Phoenix, AZ
During the WNBA All-Star Game warm-ups, players took the court wearing shirts that read, "Pay Us What You Owe Us" — a slogan that sparked applause from progressive sports media and social justice activists. But behind the theatrics lies a hard economic truth: the WNBA has been hemorrhaging money for over two decades. The numbers don’t lie, and this demand isn’t about fairness. It’s about entitlement disconnected from reality.
The WNBA was founded in 1996 and has yet to turn a profit. According to estimates, the league has consistently operated at an annual loss ranging from $10 million to $20 million. For context, the NBA generates roughly $10 billion annually in revenue. In contrast, the WNBA brings in less than $200 million. In 2018, NBA Commissioner Adam Silver acknowledged the league was losing over $10 million per year, and nothing since then suggests that tide has turned.
If professional basketball were purely a business endeavor, the WNBA would have been shuttered years ago. It survives because the NBA subsidizes it, providing essential financial backing, marketing support, and logistical resources. In short, the WNBA is a charity program for elite women athletes. That’s not a slur — it’s a fact. The NBA props up the WNBA. Without it, there would be no league.

**List of tasks:**
**a.** Translate this sentence from the article on WNBA finances into Spanish: "The WNBA was founded in 1996 and has yet to turn a profit."
**b.** Repeat a passage from the article on WNBA finances word for word: begin at the words "The WNBA was" and stop after "be no league.".
**c.** What annual revenue does the article on WNBA finances give for the NBA?

**Provided data:**
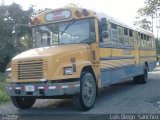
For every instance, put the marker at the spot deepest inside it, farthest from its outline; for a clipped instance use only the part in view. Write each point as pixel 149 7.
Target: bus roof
pixel 63 14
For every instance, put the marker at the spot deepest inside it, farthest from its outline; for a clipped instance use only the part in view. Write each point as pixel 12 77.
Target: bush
pixel 3 95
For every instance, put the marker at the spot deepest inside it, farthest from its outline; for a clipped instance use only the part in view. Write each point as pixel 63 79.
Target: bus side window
pixel 114 33
pixel 142 43
pixel 126 39
pixel 120 35
pixel 104 30
pixel 130 37
pixel 145 41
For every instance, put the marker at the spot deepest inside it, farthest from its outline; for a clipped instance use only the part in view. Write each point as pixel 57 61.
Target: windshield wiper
pixel 69 24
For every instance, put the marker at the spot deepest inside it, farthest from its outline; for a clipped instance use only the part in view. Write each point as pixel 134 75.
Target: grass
pixel 3 95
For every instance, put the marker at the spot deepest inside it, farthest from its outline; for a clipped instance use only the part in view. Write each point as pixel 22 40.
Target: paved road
pixel 122 98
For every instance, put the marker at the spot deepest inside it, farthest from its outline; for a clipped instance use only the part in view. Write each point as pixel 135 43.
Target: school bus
pixel 75 52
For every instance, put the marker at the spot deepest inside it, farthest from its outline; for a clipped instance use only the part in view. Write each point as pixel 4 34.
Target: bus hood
pixel 50 51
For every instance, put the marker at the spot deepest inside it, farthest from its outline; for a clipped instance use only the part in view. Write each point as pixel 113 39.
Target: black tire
pixel 23 102
pixel 88 90
pixel 142 79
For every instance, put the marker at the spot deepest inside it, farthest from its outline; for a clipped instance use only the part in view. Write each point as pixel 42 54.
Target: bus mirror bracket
pixel 104 34
pixel 14 30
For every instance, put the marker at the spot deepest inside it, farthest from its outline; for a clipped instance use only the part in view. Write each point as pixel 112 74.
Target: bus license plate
pixel 29 88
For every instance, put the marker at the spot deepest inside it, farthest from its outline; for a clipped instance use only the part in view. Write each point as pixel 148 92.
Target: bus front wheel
pixel 142 79
pixel 88 89
pixel 23 102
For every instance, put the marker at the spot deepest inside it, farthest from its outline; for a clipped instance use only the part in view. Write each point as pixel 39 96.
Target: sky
pixel 123 10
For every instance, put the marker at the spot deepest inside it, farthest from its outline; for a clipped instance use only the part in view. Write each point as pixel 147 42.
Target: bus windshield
pixel 70 32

**Answers by item number:**
**a.** La WNBA fue fundada en 1996 y todavía no ha obtenido ganancias.

**b.**
The WNBA was founded in 1996 and has yet to turn a profit. According to estimates, the league has consistently operated at an annual loss ranging from $10 million to $20 million. For context, the NBA generates roughly $10 billion annually in revenue. In contrast, the WNBA brings in less than $200 million. In 2018, NBA Commissioner Adam Silver acknowledged the league was losing over $10 million per year, and nothing since then suggests that tide has turned.
If professional basketball were purely a business endeavor, the WNBA would have been shuttered years ago. It survives because the NBA subsidizes it, providing essential financial backing, marketing support, and logistical resources. In short, the WNBA is a charity program for elite women athletes. That’s not a slur — it’s a fact. The NBA props up the WNBA. Without it, there would be no league.

**c.** Roughly $10 billion.